* **Instructions for the task**: Arrange the items below as a numbered list, starting at the line that contains "of the round" and ending at the line that contains "of the camera", with any blank lines omitted.

* **Data lines**:
-=-=-=-=-

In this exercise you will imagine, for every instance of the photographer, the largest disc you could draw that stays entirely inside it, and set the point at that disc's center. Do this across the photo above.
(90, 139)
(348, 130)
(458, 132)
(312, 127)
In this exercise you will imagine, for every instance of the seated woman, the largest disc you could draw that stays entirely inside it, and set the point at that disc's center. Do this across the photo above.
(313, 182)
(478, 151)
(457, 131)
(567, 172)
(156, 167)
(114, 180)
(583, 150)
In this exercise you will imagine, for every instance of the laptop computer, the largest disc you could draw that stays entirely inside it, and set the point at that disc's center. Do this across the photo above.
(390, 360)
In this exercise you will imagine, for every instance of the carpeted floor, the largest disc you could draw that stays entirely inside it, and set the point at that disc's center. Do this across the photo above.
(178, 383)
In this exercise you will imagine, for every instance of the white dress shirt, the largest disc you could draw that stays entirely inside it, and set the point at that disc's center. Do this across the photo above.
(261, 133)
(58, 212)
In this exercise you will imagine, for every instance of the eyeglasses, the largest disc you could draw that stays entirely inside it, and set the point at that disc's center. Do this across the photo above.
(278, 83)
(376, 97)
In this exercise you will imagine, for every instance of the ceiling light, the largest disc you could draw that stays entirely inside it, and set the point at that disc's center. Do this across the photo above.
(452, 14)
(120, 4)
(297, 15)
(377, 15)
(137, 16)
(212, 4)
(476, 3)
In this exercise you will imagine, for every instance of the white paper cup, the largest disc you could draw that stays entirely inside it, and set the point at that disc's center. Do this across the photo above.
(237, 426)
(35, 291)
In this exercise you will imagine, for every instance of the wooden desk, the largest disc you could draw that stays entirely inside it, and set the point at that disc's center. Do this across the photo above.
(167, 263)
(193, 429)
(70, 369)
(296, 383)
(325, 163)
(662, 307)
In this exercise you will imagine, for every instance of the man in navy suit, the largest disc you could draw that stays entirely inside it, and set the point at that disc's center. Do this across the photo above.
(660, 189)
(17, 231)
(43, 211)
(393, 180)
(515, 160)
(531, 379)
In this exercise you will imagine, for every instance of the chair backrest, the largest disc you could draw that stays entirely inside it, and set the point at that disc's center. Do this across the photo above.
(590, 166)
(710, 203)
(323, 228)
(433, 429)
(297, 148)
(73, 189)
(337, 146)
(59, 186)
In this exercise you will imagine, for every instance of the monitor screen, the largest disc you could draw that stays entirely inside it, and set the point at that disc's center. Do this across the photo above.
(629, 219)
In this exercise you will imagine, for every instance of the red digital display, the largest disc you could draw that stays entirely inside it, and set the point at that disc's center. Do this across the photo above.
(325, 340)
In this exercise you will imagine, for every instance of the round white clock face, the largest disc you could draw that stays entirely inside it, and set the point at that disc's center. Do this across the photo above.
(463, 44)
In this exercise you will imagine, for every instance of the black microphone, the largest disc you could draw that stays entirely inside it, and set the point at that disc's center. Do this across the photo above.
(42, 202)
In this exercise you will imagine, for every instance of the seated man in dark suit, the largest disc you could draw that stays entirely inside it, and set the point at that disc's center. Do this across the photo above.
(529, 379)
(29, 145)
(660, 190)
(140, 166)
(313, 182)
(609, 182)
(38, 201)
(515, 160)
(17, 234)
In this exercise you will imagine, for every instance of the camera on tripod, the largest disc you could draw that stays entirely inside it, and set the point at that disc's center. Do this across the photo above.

-=-=-=-=-

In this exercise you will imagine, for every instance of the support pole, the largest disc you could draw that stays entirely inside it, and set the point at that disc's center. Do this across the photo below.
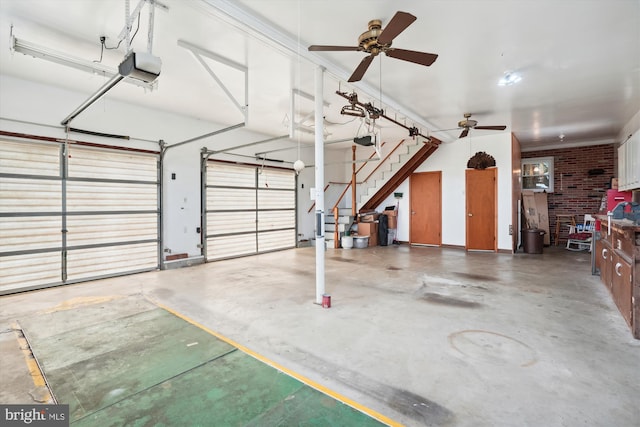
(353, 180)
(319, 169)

-=-=-=-=-

* **Result of this exercise**:
1. In this exercise you will imagine, for every instance of the round white clock face, the largest disc you could draw that stays entirely inside it, and set the point at that disc's center. Do this across the photo above.
2. (463, 44)
3. In this exercise you will imagine, for every instance of the black microphone, the largest disc you could draw that stays entirely inside it, and set the point at that disc's center. Do this across the photo above.
4. (42, 202)
5. In this exercise you will imagine, for every instance of the seated man in dark suit, the largest disc you could draw that stays entirely inside it, and set the point at that disc's center. Do this across the photo above.
6. (529, 379)
7. (29, 145)
8. (660, 190)
9. (140, 166)
10. (313, 182)
11. (609, 182)
12. (38, 201)
13. (515, 160)
14. (17, 234)
15. In this exercise you will imagine, for every instance of the camera on tripod, the largest disc you could draw that stays entirely inside it, and set the point at that disc's center. Do this across the photo above.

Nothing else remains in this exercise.